WHAT YOU ARE ASKED TO DO: Print the listing once more, exactly as it stands.

AVAILABLE DATA:
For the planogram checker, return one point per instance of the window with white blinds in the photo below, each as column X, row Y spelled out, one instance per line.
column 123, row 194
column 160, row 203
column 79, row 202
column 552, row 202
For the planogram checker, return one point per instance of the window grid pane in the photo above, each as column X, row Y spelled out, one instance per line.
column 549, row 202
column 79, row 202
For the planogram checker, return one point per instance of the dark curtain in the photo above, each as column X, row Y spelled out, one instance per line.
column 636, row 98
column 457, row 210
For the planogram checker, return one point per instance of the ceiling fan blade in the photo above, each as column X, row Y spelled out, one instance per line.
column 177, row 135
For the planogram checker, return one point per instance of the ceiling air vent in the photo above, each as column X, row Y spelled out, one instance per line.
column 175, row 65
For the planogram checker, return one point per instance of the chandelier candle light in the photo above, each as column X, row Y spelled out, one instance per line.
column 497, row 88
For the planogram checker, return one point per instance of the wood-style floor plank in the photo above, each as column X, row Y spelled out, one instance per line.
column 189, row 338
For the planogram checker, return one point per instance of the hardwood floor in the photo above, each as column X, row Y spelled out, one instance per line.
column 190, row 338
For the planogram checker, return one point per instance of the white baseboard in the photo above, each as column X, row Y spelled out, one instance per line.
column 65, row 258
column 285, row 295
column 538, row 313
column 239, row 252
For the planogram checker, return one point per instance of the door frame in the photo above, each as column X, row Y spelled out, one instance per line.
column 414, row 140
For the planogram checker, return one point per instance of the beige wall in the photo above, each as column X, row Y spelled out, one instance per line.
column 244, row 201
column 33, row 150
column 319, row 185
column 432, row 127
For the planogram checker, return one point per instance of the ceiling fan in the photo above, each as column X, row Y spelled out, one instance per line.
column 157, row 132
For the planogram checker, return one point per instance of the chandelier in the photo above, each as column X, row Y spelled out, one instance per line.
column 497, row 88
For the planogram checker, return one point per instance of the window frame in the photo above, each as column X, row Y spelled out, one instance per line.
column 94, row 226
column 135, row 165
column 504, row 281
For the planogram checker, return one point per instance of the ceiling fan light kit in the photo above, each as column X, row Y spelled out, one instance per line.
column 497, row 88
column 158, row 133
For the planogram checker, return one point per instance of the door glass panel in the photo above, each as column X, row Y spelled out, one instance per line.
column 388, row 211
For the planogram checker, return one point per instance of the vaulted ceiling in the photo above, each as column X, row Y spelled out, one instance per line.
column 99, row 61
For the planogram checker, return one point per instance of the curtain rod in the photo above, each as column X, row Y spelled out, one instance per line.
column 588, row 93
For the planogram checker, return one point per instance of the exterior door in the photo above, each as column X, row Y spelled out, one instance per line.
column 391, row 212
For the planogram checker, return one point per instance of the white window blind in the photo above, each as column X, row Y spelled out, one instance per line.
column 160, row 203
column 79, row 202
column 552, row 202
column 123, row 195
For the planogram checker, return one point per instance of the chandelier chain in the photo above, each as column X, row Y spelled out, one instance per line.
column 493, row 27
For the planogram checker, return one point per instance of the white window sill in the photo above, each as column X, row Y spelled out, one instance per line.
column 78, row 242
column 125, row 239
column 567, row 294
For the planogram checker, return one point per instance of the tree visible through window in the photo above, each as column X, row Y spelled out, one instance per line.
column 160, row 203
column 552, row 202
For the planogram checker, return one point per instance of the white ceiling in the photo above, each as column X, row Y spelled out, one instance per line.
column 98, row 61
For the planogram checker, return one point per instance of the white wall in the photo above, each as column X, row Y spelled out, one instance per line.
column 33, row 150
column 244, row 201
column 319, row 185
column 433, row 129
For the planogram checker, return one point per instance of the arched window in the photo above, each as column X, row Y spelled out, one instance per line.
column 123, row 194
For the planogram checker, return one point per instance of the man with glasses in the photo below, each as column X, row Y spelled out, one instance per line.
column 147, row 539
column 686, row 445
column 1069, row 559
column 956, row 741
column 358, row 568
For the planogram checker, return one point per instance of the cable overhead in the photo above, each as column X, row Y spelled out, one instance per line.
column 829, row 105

RESULT OF THE TASK:
For the planogram checker, return one point per instance of the window with white blinds in the photo below, each as column X, row Y spelled out, one instance per line.
column 123, row 194
column 160, row 203
column 79, row 202
column 552, row 202
For the planogram checker, return one point per instance of the window grid pane in the photo above, each as column X, row Y spelled out, one instance per line.
column 549, row 202
column 79, row 202
For the planogram checker, return one point per instance of the dark curtain in the photo above, each as column X, row Y spelled out, one instance per line.
column 636, row 98
column 457, row 210
For the planogram checker, return one point per instance of the ceiling fan blade in the photo above, each as column X, row Y spelled out, one instance per line.
column 177, row 135
For the planogram checker, return one point per instance of the ceiling air vent in the photo above, each as column X, row Y spelled out, one instance per line.
column 175, row 65
For the planogram checker, return one point per instance of the chandelier candle light in the photo above, each as column X, row Y spelled out, one instance per line.
column 497, row 88
For the planogram checker, return one point per instance of the wood-style floor plank in the photo above, each as column X, row Y spelled out, one instance per line.
column 189, row 338
For the planogram checker, return one point per instance of the hardwood floor in the photo above, each as column X, row Y spelled out, one instance per line.
column 190, row 338
For the planogram checker, return one point per instance of the white baseboard in the photo above, each as column X, row Y spelled out, one instance per line.
column 65, row 258
column 285, row 295
column 538, row 313
column 239, row 252
For the planogram checker, return one point per instance of the door frame in the photo above, each as column X, row Y spelled out, one instance per line.
column 414, row 140
For the planogram checker, return one point per instance of the beige wall in the photo above, each as column X, row Y spelled out, one instance per line.
column 244, row 201
column 33, row 150
column 319, row 185
column 432, row 127
For the planogram checker, return one point per instance of the ceiling fan in the photo above, each as column X, row Y spelled out, one instance per line.
column 157, row 132
For the planogram checker, return one point per instance of the chandelier in the photo above, each as column X, row Y spelled out, one instance per line.
column 497, row 88
For the planogram checker, return one point per instance of the window frame in the photo above, each as column X, row Y spelled out, one instance per line.
column 94, row 226
column 135, row 165
column 504, row 281
For the planogram checker, return one point per instance of the ceiling fan light kit in the photo above, each as column X, row Y spelled out, one instance per line.
column 497, row 88
column 158, row 133
For the planogram checker, return one point per instance of the door glass panel in the photo above, each as column X, row Y spelled out, one instance per line.
column 388, row 211
For the planogram checker, return one point per instance of the vaulted ceiling in the photo above, each as column X, row Y spelled out, one instance per line.
column 99, row 61
For the planogram checker, return one point per instance of the curtain rod in the photo above, each as column X, row Y spelled out, one instance per line.
column 588, row 93
For the planogram checker, return one point per instance of the exterior door in the photo above, each as column X, row Y spelled out, one instance per line.
column 391, row 212
For the planogram checker, return one point per instance of the white window blind in the photo above, each as column X, row Y spelled out, one instance per line.
column 160, row 203
column 79, row 202
column 552, row 202
column 123, row 195
For the planogram checker, return one point per instance of the chandelier chain in the photo above, each as column X, row Y spelled out, one instance per line.
column 493, row 27
For the planogram checker, return one point per instance of the white window sill in the photo above, each as column X, row Y spelled out, one instance per line.
column 78, row 242
column 125, row 239
column 567, row 294
For the planogram checker, return one point per instance of the tree visible through window in the photo above, each as column X, row Y spelled out, one instance per line.
column 160, row 203
column 552, row 202
For the planogram checker, return one point per instance of the white ceiling in the photo above, each as column X, row Y spelled out, one instance per line.
column 98, row 61
For the planogram checker, return one point per instance of the white wall in the photo above, each as column X, row Y spelled out, one instance per line.
column 33, row 150
column 244, row 201
column 319, row 185
column 433, row 129
For the planogram checker, return one point per instance of the arched window in the photo above, each as column X, row Y spelled out, one instance per line.
column 123, row 194
For the planogram checker, return one point per instance of the man with glasses in the photo below, each as column X, row Y spelled out, one instance per line.
column 147, row 539
column 686, row 445
column 1069, row 559
column 956, row 741
column 358, row 568
For the planogram checker, return one point per instance of the cable overhead in the photo above, each as column X, row Y spelled out, one instance per line.
column 829, row 105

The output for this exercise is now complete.